Benal é tocaiado pelos gorns num labirinto com cavernas subterrâneas onde
vivem, mas termina por se safar, mas não sem antes sofrer um sério ferimento na
perna. Vale comentar que a Lua descrita por Wul não guarda nenhum compromisso
com a realidade científica, mesmo da época, mas isso não diminui o prazer e o
envolvimento com as situações descritas.
Como já havia
passado os 15 dias e ciente de que o novo membro era um eminente cientista, o
governo lunar o recolhe e procede a uma operação de emergência. E é aqui que o
romance atinge o clímax da inventividade: uma equipe de cirurgiões é
miniaturizado e enviado para o interior do corpo de Benal. As páginas da
preparação da cirurgia e da aventura dos médicos é puro sense of wonder. Impossível não lembrar do clássico filme Viagem Fantástica (Fantastic Voyage, 1966), dirigido por Richard Fleisher, e não
especular de que possa ter sido inspirado no livro de Wul, escrito dez anos
antes.

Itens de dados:
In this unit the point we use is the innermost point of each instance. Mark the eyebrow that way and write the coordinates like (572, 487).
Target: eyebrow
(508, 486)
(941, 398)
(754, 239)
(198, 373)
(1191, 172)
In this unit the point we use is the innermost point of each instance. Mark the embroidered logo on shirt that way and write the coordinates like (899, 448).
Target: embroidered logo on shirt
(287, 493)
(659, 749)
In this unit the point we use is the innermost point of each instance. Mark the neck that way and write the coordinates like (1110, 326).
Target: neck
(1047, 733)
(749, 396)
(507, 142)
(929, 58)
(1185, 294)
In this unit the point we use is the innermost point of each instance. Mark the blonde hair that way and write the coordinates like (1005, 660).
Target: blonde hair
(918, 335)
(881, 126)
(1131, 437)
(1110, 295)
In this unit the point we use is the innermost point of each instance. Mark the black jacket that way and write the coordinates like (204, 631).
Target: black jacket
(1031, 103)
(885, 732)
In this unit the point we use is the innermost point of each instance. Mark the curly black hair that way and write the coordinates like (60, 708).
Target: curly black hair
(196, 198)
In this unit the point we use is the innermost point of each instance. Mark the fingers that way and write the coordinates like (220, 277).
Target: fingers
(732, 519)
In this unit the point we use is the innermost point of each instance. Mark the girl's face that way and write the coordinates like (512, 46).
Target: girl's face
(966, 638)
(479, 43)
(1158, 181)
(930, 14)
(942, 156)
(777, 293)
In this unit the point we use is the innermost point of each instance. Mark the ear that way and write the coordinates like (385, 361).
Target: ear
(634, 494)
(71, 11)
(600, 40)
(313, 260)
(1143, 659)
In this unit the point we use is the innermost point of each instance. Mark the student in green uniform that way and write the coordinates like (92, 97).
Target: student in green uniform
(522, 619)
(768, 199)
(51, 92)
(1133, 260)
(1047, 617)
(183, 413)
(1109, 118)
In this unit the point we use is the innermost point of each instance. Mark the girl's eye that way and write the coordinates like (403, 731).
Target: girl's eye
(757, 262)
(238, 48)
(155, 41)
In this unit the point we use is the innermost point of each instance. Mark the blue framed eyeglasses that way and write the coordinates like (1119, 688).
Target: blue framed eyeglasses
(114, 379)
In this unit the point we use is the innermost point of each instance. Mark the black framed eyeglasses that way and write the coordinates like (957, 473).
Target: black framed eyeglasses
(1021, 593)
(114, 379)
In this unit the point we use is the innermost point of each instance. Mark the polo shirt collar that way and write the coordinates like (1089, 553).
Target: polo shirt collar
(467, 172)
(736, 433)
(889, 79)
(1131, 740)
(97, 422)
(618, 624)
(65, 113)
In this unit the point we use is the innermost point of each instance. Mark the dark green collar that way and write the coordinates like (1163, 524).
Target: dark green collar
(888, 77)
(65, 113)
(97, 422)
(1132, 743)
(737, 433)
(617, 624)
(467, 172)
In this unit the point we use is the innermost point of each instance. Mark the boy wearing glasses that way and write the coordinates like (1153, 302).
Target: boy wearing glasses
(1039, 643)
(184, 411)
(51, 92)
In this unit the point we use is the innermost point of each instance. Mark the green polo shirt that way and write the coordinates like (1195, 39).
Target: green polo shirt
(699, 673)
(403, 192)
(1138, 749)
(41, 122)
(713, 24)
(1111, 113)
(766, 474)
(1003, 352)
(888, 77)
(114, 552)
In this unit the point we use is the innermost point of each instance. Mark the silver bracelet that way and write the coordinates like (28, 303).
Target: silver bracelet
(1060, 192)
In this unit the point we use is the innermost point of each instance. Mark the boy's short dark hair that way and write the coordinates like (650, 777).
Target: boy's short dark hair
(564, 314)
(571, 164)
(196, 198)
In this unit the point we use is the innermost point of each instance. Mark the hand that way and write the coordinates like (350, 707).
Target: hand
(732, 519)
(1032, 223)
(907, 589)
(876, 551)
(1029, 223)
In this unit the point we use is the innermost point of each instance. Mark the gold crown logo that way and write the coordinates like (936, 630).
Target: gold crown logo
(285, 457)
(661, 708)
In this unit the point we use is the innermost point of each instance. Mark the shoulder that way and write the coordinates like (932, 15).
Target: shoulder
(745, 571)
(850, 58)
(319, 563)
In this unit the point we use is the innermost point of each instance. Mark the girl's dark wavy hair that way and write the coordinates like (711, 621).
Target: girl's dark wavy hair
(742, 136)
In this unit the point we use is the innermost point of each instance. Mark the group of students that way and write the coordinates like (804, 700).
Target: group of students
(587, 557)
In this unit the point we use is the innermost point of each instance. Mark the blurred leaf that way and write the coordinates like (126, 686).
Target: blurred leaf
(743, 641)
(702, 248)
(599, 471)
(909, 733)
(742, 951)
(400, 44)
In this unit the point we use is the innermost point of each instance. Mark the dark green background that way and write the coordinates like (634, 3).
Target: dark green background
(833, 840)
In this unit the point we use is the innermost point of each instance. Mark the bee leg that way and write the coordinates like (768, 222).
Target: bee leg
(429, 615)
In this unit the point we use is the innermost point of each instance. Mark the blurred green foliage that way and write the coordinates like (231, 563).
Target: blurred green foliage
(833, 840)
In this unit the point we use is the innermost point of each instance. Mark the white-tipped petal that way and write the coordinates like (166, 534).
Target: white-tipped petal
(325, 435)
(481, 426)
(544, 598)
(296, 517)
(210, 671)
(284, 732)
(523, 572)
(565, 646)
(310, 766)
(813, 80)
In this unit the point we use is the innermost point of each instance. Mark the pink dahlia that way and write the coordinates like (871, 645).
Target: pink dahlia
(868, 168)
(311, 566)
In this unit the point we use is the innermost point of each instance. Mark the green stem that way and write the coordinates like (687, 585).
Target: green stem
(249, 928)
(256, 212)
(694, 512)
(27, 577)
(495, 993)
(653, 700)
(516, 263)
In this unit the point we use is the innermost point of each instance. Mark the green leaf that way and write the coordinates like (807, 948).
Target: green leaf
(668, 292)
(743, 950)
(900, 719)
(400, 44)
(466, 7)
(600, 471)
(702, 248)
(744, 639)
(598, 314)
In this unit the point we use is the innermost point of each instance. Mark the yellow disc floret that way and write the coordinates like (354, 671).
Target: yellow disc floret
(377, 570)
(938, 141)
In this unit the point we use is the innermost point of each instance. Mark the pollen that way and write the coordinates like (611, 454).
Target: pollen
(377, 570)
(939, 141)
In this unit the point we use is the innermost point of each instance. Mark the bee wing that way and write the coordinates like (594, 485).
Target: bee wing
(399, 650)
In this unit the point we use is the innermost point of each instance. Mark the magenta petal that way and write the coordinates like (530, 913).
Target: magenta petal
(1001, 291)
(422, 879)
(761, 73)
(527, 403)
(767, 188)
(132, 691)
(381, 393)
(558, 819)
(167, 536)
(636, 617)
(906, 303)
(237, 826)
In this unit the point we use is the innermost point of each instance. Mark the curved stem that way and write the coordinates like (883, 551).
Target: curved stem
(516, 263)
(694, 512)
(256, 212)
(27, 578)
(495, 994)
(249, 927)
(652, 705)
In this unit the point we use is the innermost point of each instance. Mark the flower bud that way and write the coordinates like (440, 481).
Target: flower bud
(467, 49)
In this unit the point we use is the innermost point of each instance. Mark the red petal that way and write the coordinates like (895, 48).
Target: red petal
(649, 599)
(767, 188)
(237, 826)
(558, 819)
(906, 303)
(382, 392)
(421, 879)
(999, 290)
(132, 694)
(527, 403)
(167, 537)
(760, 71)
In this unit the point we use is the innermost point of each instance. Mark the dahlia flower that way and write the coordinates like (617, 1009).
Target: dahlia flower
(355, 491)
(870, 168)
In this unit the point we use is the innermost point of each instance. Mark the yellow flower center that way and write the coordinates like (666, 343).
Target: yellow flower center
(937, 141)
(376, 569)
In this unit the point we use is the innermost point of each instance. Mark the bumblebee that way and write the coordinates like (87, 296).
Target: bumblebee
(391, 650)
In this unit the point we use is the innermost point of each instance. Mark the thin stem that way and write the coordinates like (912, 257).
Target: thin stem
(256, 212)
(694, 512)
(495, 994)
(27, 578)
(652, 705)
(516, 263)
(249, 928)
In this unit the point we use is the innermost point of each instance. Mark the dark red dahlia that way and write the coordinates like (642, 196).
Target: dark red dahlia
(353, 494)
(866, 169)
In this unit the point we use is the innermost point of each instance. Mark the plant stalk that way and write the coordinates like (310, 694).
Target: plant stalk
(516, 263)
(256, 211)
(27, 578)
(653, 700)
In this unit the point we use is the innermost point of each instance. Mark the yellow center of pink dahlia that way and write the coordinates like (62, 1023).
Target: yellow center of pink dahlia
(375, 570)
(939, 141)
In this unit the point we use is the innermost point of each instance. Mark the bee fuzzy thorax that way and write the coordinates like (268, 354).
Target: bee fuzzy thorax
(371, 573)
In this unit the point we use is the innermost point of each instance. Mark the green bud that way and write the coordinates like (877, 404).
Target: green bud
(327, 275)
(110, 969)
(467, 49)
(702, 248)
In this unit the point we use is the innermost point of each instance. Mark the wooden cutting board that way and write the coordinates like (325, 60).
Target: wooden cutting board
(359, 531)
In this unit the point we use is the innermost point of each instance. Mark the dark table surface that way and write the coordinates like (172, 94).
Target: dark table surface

ENUNCIADO DA TAREFA
Dê continuidade à resenha do romance de Wul, começando logo após a última frase apresentada. As linhas não guardam relação com a resenha.

RESPOSTA DA TAREFA
Pode até
parecer estranho que tudo isso aconteça quando o tema principal é a disputa
entre a Terra e a Lua pois, de fato, a missão de Benal só começa a ser
efetivamente cumprida após estes interregnos iniciais, mas eles são os momentos
mais inspirados do livro.
Benal é
instalado com todas as condições para continuar seu trabalho de cientista, pois
o governo lunar o quer como um aliado no desenvolvimento de suas armas para
atacar a Terra. Até lhe entregam para viver em sua companhia uma linda loira,
obviamente para amaciá-lo ainda mais.
O que Benal
ignora é que o governo lunar sabe que ele é um espião, e quer saber até onde
ele pretende ir com seus objetivos. Nira Slid, sua mulher, se apaixona por ele,
e acaba por lhe contar tudo. Mas Benal não sabe mais como viver sem ela, e
assim a toma como aliada para cumprir sua missão.
Primeiro ele
procura Kam, cirurgião-chefe que o operou e um amante da paz para se aliar à
sua causa, e buscar uma solução diplomática. Quando esta opção se revela
infrutífera Benal parte para uma série de atos de sabotagem às instalações
militares com o intuito de enfraquecer os objetivos bélicos dos selenitas.
O tema do uso
da Lua como rival da Terra não é incomum no gênero, e certamente o romance mais
conhecido é Revolta na Lua (The Moon of a Harsh Mistress, 1966), de
Robert A. Heinlein (1907-1988), onde os lunares lutam por sua independência
frente ao governo centralizador da Terra. Mas este Regresso a Zero segue uma linha mais despretensiosa, no qual o
próprio título da obra só adquire significado no último capítulo por meio do
desfecho da rivalidade entre terráqueos e selenitas.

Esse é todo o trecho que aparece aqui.